— Passage provided —
Microbes in the Human Body
Your body carries roughly 38 trillion bacterial cells alongside about 30 trillion human cells, giving a ratio of approximately 1.3 to 1. That’s a far cry from the old claim that microbes outnumber your cells 10 to 1, a figure that persisted in textbooks for decades before a 2016 revised estimate corrected it. The total mass of all your bacteria comes to about 0.2 kilograms, roughly half a pound.
Most of these bacteria live in your colon, but microbial communities also populate your skin, mouth, airways, and reproductive tract. These communities help digest food, train your immune system, produce certain vitamins, and compete with disease-causing organisms for space and resources. The composition of your microbiome shifts with diet, medication, age, and environment.
How Microbes Drive Earth’s Chemistry
Microbes run two of the planet’s most critical chemical cycles: nitrogen and carbon.
Plants need nitrogen to grow, but they can’t use the nitrogen gas that makes up 78% of the atmosphere. Certain bacteria and archaea, called diazotrophs, convert atmospheric nitrogen into ammonia, a form plants can absorb. This process, biological nitrogen fixation, is the primary way new nitrogen enters ecosystems. Some of these microbes partner with plant roots directly. Others, like photosynthetic cyanobacteria, fix nitrogen independently, protecting their delicate enzyme machinery by doing the work only at night or inside specialized cells that block oxygen.
Carbon cycling is equally dependent on microbes. Bacteria and fungi break down dead plant and animal material, releasing carbon dioxide back into the atmosphere through decomposition. In oxygen-free environments like wetlands and landfills, a group of archaea called methanogens converts simple organic compounds into methane. On the flip side, methane-oxidizing bacteria in oxygen-rich zones convert that methane back into carbon dioxide and water, significantly reducing methane emissions. Some fungi break down tough plant compounds like lignin into stable forms of carbon that persist in soil for centuries as humus, effectively locking carbon away underground.

— Tasks for this exercise —
a: Answer the following about the passage on microbes:
(i) What ratio of bacterial cells to human cells in the body does it give?
(ii) What name does it give to the bacteria and archaea that convert atmospheric nitrogen into ammonia?
(iii) In which kinds of environments does it say methanogens convert simple organic compounds into methane?
b: Extend the passage on microbes, beginning directly after its final sentence.

— Source material —
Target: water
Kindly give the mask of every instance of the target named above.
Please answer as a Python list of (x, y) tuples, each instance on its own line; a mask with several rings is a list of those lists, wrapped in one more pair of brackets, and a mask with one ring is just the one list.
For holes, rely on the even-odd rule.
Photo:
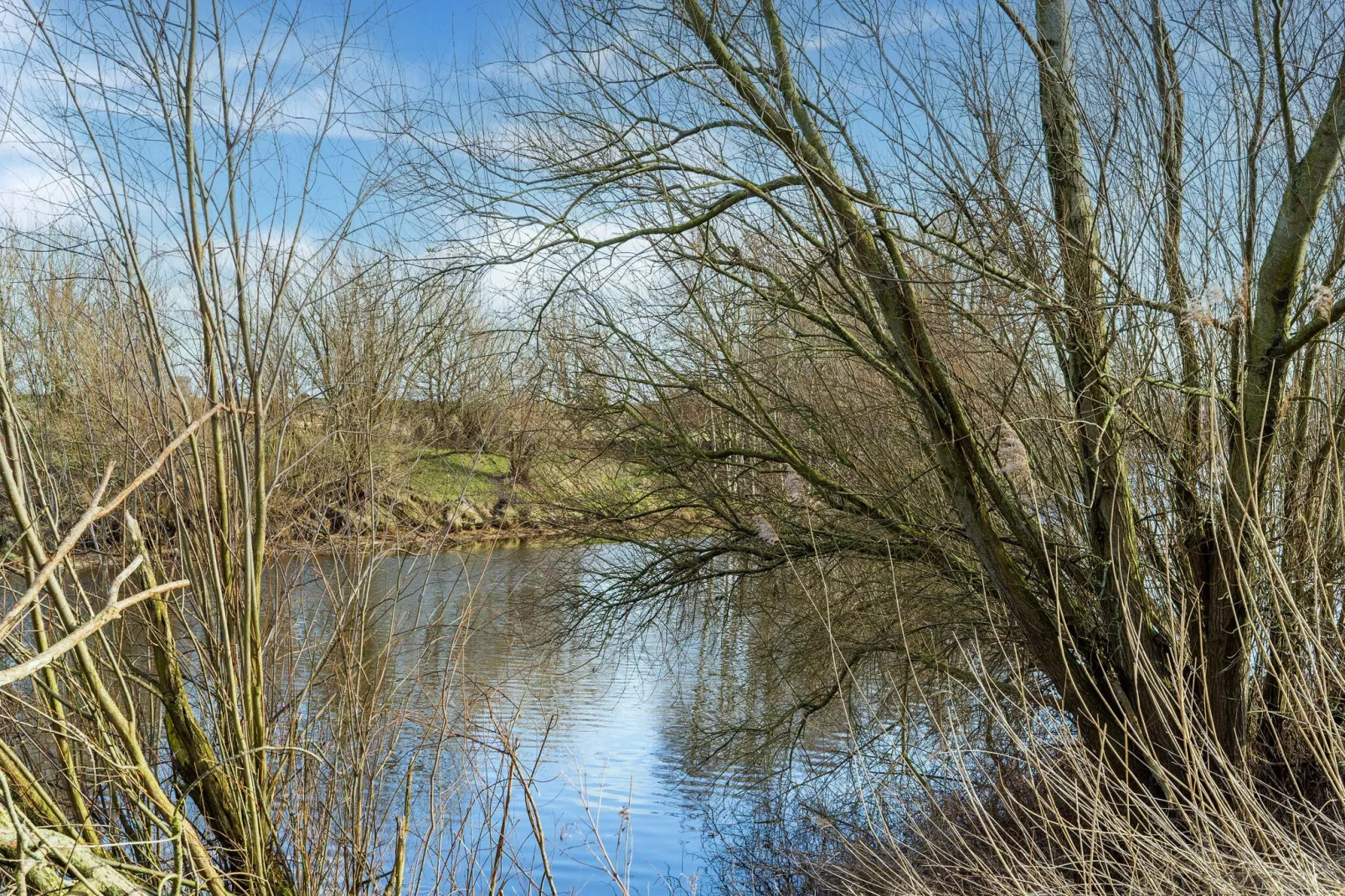
[[(498, 852), (502, 866), (534, 877), (529, 883), (515, 872), (506, 892), (546, 891), (519, 788), (510, 788), (503, 839), (491, 826), (496, 821), (483, 823), (503, 811), (508, 759), (490, 745), (502, 739), (515, 740), (518, 764), (531, 780), (534, 818), (560, 893), (713, 892), (722, 819), (751, 825), (769, 815), (764, 798), (777, 778), (769, 751), (729, 749), (716, 740), (724, 720), (767, 712), (768, 692), (783, 678), (771, 671), (780, 665), (776, 654), (744, 643), (753, 627), (702, 601), (664, 613), (660, 624), (609, 624), (597, 636), (557, 634), (573, 628), (577, 611), (554, 607), (555, 585), (603, 588), (580, 566), (613, 560), (603, 552), (615, 550), (525, 546), (387, 558), (371, 568), (331, 560), (295, 573), (305, 595), (295, 622), (296, 673), (320, 678), (320, 669), (344, 670), (339, 681), (316, 687), (315, 700), (348, 694), (355, 681), (370, 709), (393, 702), (409, 717), (386, 760), (389, 767), (404, 759), (416, 764), (409, 864), (418, 877), (408, 892), (484, 891)], [(336, 601), (332, 593), (344, 596)], [(356, 666), (364, 671), (352, 679), (348, 670)], [(436, 728), (471, 731), (476, 740), (451, 744), (448, 760), (417, 752)], [(810, 731), (806, 749), (818, 764), (804, 763), (806, 775), (831, 763), (830, 748), (843, 743), (843, 732), (829, 733), (824, 724)], [(351, 736), (335, 733), (334, 740), (340, 751)], [(456, 787), (426, 792), (425, 782), (436, 775)], [(395, 803), (389, 791), (404, 776), (387, 772), (385, 780), (383, 795)], [(473, 788), (490, 794), (487, 806), (461, 802)], [(476, 819), (475, 846), (464, 846), (461, 830), (434, 821), (445, 806)], [(436, 877), (428, 868), (444, 865), (455, 848), (475, 857), (475, 883)]]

— Responses in order —
a:
(i) Approximately 1.3 to 1.
(ii) Diazotrophs.
(iii) Oxygen-free environments such as wetlands and landfills.

b:
Microbes in Food and Industry
Humans have used microbes for thousands of years, often without knowing it. Bread, beer, wine, yogurt, cheese, soy sauce, and kimchi all depend on microbial fermentation. The yeast species used in baking and brewing converts sugars into carbon dioxide and alcohol. Lactic acid bacteria give yogurt its tang and act as natural preservatives in fermented vegetables.
Industrial applications go far beyond food. Certain soil bacteria naturally produce antimicrobial compounds, and the first antibiotics were derived from these organisms. Microbes are also used to produce enzymes for laundry detergent, to break down environmental pollutants like pesticides and industrial chemicals, and to generate biofuels. Bacteria employ specialized enzymes to dismantle complex toxic molecules into simpler, harmless compounds, a capability increasingly harnessed for environmental cleanup.
Microbes That Cause Disease
Only a small fraction of microbial species cause illness in humans. Pathogenic bacteria are responsible for infections like tuberculosis, strep throat, and foodborne illness. Pathogenic protists cause malaria, amoebic dysentery, and sleeping sickness. Certain fungi cause infections ranging from athlete’s foot to serious lung infections in people with weakened immune systems. Viruses cause influenza, COVID-19, measles, and many other diseases.
The vast majority of microbes, however, are harmless or beneficial. Even within a single species, only certain strains may be dangerous. The balance between helpful and harmful microbes, both in the environment and on your body, is one of the central themes of modern microbiology.